→ DOCUMENT SECTION
►

☀️⌛ Stealth Craft in Space

Kardashev range: 1.0–2.5

Spacecraft are usually assumed to be easy to see, but geometry matters. Carefully chosen optical paths may reduce simple sunlight and thermal signatures more than casual intuition suggests.

Basic Idea

A spacecraft in the inner solar system is hard to hide because sunlight illuminates it. If the craft simply absorbs sunlight, it will eventually dump that energy as infrared radiation, which extremely good telescopes can detect. If it reflects sunlight, it also creates an occultation to anything behind it. Optical cloaking is bad science. Better to start from a thermodynamic standpoint, and realize you mainly want to "cloak" against the sunlight which is a limited angular range, and is possible.

The simplest good design is a sunward mirror-reflector craft. It points a highly reflective mirror at the Sun and throws most of the incident sunlight back roughly toward the Sun instead of letting it hit the spacecraft body. This does not preserve the solar beam behind the vehicle, so occultations are detectable, but it greatly reduces the absorbed heat load.

A more extreme variant of the same idea is the long, narrow reflector craft, with a length-to-diameter ratio around 60. In that case, the front still handles the main solar flux, but any leakage or grazing illumination along the hull strikes at very shallow angles. Mirror absorption falls by orders-of-magnitude at low grazing angles. So the absorption fraction can be much lower, with the ratio of 60 being optimized volume-to-heat-input. This was a non-obvious conclusion of my research. Future mirror designs are unlikely to change the fundamental tradeoff.

◄

→ PROVIDED INFORMATION

►

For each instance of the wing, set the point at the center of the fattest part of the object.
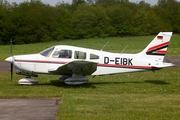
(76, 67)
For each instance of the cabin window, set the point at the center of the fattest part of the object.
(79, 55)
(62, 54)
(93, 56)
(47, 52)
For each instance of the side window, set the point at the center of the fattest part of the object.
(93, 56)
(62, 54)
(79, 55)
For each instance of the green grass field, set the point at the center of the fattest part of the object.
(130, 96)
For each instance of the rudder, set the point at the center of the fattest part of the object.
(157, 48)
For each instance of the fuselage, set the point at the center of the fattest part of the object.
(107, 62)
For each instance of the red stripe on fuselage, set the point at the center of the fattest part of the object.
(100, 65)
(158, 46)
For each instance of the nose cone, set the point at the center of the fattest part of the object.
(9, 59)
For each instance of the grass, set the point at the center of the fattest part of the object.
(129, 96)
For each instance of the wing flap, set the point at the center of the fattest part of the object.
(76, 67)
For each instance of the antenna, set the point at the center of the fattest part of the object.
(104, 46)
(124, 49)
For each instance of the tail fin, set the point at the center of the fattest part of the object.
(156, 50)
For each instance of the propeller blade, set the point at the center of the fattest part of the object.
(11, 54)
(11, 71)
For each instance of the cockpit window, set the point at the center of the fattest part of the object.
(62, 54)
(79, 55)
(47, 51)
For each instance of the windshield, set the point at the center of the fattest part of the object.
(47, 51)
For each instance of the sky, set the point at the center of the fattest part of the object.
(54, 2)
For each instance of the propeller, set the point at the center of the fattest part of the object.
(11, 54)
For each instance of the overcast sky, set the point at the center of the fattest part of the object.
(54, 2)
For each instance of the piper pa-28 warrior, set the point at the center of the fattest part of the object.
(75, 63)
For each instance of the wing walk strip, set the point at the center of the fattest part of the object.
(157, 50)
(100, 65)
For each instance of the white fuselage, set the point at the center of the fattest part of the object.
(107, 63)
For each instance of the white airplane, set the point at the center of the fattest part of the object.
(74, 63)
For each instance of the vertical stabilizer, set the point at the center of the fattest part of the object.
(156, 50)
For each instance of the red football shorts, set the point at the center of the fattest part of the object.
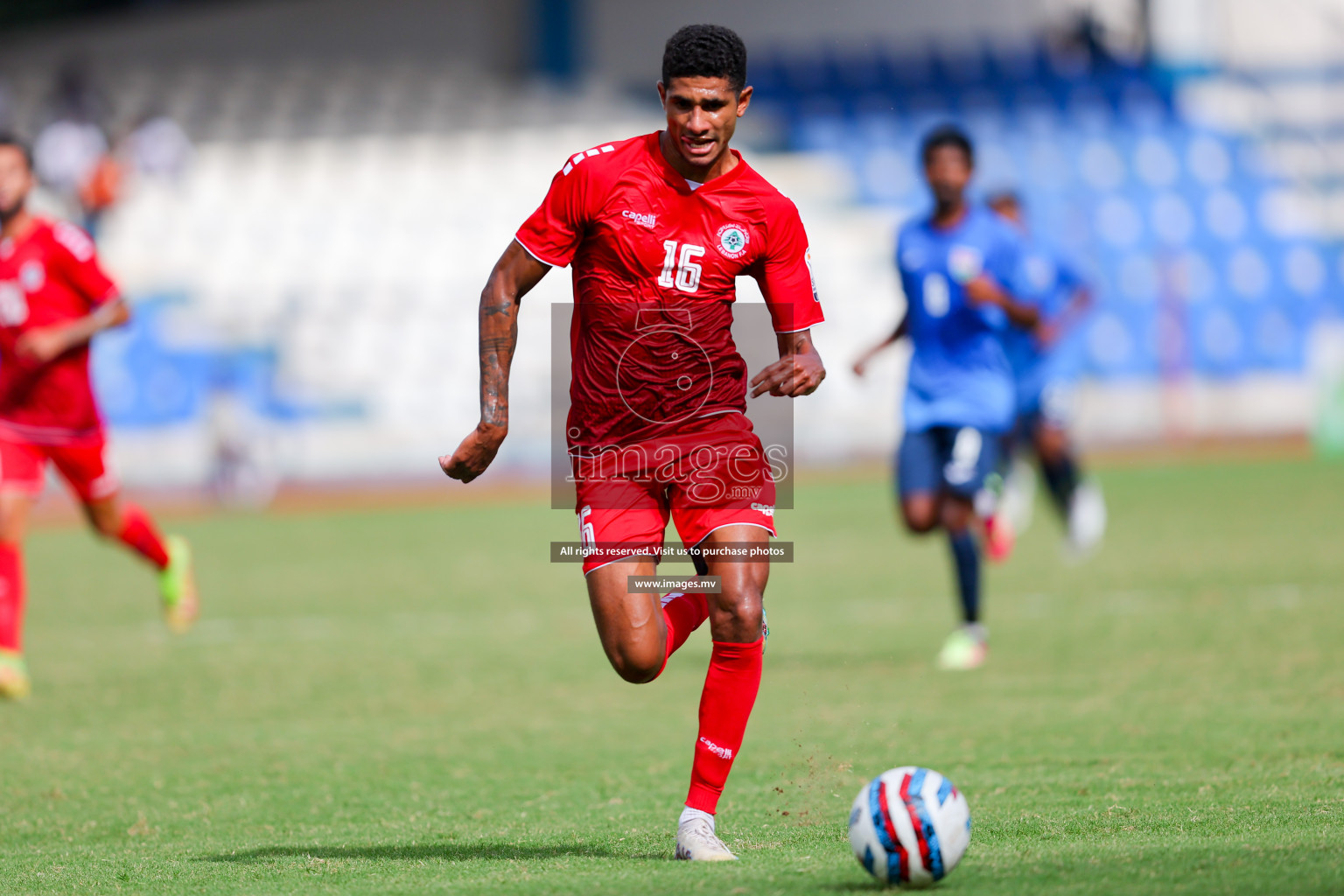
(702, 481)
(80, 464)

◄

→ GIVEN PROBLEM
Reproduce the text on stealth craft in space word for word, from its title through its final sentence. The records have no connection to the text on stealth craft in space.

→ ANSWER
☀️⌛ Stealth Craft in Space

Kardashev range: 1.0–2.5

Spacecraft are usually assumed to be easy to see, but geometry matters. Carefully chosen optical paths may reduce simple sunlight and thermal signatures more than casual intuition suggests.

Basic Idea

A spacecraft in the inner solar system is hard to hide because sunlight illuminates it. If the craft simply absorbs sunlight, it will eventually dump that energy as infrared radiation, which extremely good telescopes can detect. If it reflects sunlight, it also creates an occultation to anything behind it. Optical cloaking is bad science. Better to start from a thermodynamic standpoint, and realize you mainly want to "cloak" against the sunlight which is a limited angular range, and is possible.

The simplest good design is a sunward mirror-reflector craft. It points a highly reflective mirror at the Sun and throws most of the incident sunlight back roughly toward the Sun instead of letting it hit the spacecraft body. This does not preserve the solar beam behind the vehicle, so occultations are detectable, but it greatly reduces the absorbed heat load.

A more extreme variant of the same idea is the long, narrow reflector craft, with a length-to-diameter ratio around 60. In that case, the front still handles the main solar flux, but any leakage or grazing illumination along the hull strikes at very shallow angles. Mirror absorption falls by orders-of-magnitude at low grazing angles. So the absorption fraction can be much lower, with the ratio of 60 being optimized volume-to-heat-input. This was a non-obvious conclusion of my research. Future mirror designs are unlikely to change the fundamental tradeoff.